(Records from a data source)
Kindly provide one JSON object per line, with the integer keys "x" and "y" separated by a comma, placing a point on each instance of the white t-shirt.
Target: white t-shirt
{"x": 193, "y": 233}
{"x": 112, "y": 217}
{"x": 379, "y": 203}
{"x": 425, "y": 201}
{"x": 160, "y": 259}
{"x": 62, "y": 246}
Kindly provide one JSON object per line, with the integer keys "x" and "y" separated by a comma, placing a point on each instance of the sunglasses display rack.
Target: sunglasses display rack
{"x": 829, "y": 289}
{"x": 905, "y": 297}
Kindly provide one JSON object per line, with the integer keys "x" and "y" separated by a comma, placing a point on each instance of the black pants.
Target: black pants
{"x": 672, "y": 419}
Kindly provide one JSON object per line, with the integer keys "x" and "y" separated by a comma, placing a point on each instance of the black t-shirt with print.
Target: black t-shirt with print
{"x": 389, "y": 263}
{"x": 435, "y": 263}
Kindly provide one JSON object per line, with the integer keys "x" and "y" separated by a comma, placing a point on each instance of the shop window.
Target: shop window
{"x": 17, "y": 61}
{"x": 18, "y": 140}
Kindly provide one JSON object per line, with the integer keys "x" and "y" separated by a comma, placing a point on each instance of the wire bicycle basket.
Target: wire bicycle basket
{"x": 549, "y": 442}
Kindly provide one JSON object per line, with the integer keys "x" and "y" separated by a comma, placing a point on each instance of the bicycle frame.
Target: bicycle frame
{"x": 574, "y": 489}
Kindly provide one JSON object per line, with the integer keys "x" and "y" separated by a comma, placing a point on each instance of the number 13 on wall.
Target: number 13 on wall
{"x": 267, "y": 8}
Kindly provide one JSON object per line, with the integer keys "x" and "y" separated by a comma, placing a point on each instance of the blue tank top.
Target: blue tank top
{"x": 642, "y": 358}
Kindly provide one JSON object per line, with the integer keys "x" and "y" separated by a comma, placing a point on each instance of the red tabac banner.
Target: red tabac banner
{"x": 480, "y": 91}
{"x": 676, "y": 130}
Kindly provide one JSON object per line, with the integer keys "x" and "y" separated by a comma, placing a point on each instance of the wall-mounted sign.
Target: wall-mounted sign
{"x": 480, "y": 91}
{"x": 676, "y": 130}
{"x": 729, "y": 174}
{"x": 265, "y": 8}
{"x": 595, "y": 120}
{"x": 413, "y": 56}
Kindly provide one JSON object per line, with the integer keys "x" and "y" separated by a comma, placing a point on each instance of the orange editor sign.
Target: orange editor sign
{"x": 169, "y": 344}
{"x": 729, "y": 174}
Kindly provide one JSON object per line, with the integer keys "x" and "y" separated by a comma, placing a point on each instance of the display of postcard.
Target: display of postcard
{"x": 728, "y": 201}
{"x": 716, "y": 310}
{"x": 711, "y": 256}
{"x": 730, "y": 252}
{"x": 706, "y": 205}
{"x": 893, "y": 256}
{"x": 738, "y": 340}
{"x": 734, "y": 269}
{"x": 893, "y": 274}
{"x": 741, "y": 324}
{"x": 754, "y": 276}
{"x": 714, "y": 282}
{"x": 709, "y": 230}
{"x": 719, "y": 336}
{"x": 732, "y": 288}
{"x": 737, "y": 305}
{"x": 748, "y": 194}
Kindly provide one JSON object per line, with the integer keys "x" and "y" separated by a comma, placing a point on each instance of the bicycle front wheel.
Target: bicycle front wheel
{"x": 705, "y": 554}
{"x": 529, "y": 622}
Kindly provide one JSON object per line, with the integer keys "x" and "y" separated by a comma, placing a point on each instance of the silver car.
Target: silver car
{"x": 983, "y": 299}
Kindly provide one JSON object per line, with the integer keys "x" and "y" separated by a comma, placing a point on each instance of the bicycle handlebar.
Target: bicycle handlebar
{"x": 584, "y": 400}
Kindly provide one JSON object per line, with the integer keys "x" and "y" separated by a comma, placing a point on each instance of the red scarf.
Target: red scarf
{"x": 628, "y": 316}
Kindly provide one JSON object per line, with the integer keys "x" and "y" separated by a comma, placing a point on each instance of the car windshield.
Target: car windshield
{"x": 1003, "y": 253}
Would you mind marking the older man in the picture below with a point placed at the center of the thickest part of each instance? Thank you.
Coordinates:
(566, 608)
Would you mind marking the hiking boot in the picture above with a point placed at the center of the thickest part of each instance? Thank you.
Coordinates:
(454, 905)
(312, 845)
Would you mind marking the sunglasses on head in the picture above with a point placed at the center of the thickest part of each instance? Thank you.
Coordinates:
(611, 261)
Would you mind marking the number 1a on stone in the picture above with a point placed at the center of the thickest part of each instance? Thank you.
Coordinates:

Requirement — Locate the lines above that hold the word "placed". Show every one of them.

Result of the exercise —
Would you mind marking the older man in the picture below with a point placed at the center of the thickest part of each instance? Thank you.
Would you mind marking the hiking boot in the picture above with a point placed at the center of the thickest part of each instance? Thank you.
Would you mind marking the sunglasses on head in the picture above with a point placed at the center of the thickest part of each instance? Thank you.
Would you mind marking the number 1a on stone in the picture above with a point placed at the center of the thickest part of each instance? Thank you.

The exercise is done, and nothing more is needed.